Excerpted passage:
%%
I want to paint our relationship in those colors. I always have. (In all honesty, I still do. I find it very threatening to let go of those ideals.)

But there is something beyond them. : ) And it is reality.

Hmmmm. Like a lot of submissive/masochistic women, I'm not all that into the cliches of romance. I mean, I believe or assume you can have the darkness (i.e., the un-wholesomeness referred to above) in a relationship where two people are in love (I would call this a romantic relationship -- in the generic sense of the word -- but clearly this term is loaded!). As far as your second post goes, I know what you mean, but how much of this is mythical and how much of it is attainable in a long term relationship? I don't think most people can be wholly satisfied by one person -- you need friends, career, your own pursuits, passions, or whatever. I don't know. I'm still discovering what love is, I guess. I don't think of it in soaring terms for myself, but I feel like I'm in love nonetheless.

I :heart: you too btw! I don't mean to sound like there's anything wrong with your realization - you know I'm fascinated by what love looks like after ten years, twenty years, etc.
 
My first outside experience, being naive and all, I developed a crush right away. Hubby was taken aback by it at first, but then discovered that he actually prefers if I get all attached to the guys I fuck rather than be ambivalent about them. Too bad that now that I'm a bit more seasoned, I discovered that I actually enjoy my casual fuck for what they are: sport fucks.

So Hubby is being frustrated in his desire of seeing me sexually hot and bothered by another guy.

He says it isn't true, but I've sometimes felt that he takes secret pleasure when my desires are thwarted, and I return to him with my tail between my legs, chastened and chagrined.
%%
Tasks to carry out:
(1) Answer these questions using the excerpted passage.
(a) What does the writer say lies beyond the ideals?
(b) How did Hubby first react to the writer's crush?
(c) After which lengths of time does the writer say they are fascinated by what love looks like?
(2) Transcribe the excerpted passage word for word, starting at "I :heart: you" and ending at "are: sport fucks.".
The listing after this point has no connection to the excerpted passage.

Given material:
%%
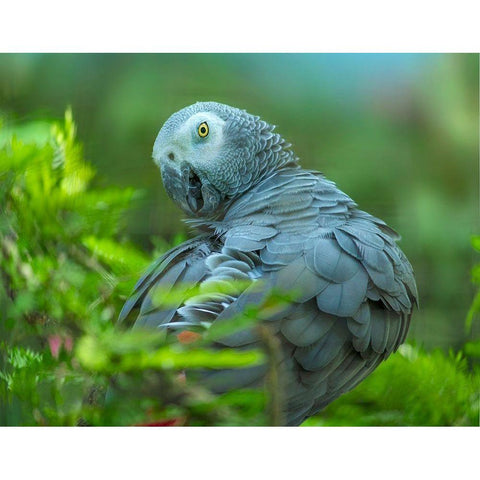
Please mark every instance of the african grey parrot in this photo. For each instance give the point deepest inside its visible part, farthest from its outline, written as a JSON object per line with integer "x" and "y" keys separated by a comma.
{"x": 269, "y": 223}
%%
Expected results:
(1)
(a) Reality.
(b) He was taken aback by it.
(c) After ten years, twenty years, etc.

(2)
I :heart: you too btw! I don't mean to sound like there's anything wrong with your realization - you know I'm fascinated by what love looks like after ten years, twenty years, etc.
 
My first outside experience, being naive and all, I developed a crush right away. Hubby was taken aback by it at first, but then discovered that he actually prefers if I get all attached to the guys I fuck rather than be ambivalent about them. Too bad that now that I'm a bit more seasoned, I discovered that I actually enjoy my casual fuck for what they are: sport fucks.